* _Task statement_: What you return must match the records exactly, line for line.
■ ■ ■ ■ ■
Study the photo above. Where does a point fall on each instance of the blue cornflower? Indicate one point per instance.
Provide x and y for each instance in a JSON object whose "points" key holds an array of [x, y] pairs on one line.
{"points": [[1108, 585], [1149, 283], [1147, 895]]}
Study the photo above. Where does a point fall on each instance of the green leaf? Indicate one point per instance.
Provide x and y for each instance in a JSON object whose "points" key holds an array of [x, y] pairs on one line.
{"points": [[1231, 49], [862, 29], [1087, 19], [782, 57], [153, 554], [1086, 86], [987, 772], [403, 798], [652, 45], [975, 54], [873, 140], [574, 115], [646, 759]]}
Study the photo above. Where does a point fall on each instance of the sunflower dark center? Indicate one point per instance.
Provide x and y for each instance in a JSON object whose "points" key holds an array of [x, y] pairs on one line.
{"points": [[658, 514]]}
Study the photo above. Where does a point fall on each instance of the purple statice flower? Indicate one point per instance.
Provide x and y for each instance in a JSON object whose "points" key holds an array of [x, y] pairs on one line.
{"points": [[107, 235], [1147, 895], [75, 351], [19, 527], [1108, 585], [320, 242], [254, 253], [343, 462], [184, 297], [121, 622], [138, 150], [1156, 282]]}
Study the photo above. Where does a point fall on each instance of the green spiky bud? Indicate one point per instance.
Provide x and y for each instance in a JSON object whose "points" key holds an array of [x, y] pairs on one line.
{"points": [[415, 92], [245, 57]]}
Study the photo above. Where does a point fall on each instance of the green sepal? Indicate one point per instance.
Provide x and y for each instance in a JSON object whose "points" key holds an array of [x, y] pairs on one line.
■ ■ ■ ■ ■
* _Written reply_:
Study the photo above. Where does a point fall on each instance of the blue cornflower? Indicate one point per instance.
Provide x and y for each instance in a JSON object whose "points" key holds an array of [x, y] pairs on one line.
{"points": [[1108, 585], [1149, 283], [1147, 895]]}
Study the photo above. Where does a point fall on each instance of the green leaf? Indicate one point per instance.
Provide x and y for each instance in a JSON object whose "points" key holds an array of [x, y] pairs on one line.
{"points": [[1231, 49], [862, 29], [1087, 19], [782, 57], [153, 554], [1086, 86], [987, 772], [403, 798], [652, 45], [975, 54], [873, 140], [574, 115], [646, 759]]}
Study the photo above. Where does a point fall on each instance of the sunflower dark center? Indicate one point per instance.
Provide x and y for each instance in a JSON object whose "points" key holds an array of [x, y] pairs on one line.
{"points": [[658, 514]]}
Study the photo above. Where does a point fall on each instance of the purple statice flower? Indicate one point per instance.
Provide x and y for each instance in a JSON object whose "points" key holds an array of [x, y] pairs on one line.
{"points": [[107, 235], [1147, 895], [75, 351], [19, 527], [1108, 585], [320, 242], [254, 253], [343, 462], [184, 297], [121, 622], [138, 150], [1156, 282]]}
Study the photo above. Where does a point fall on each instance of the green spiky bud? Indicate one point per instance.
Provide x and y for each instance in a JSON object whose "points" key holds an array of [x, y] pairs on one line.
{"points": [[415, 92], [245, 57]]}
Study the photo above. Where does a point fall on each instance of the green sepal? Indicate one point per instance.
Provide x and y for each instance in a JSON object whose "points" key holds an array of [x, y] pairs on one line.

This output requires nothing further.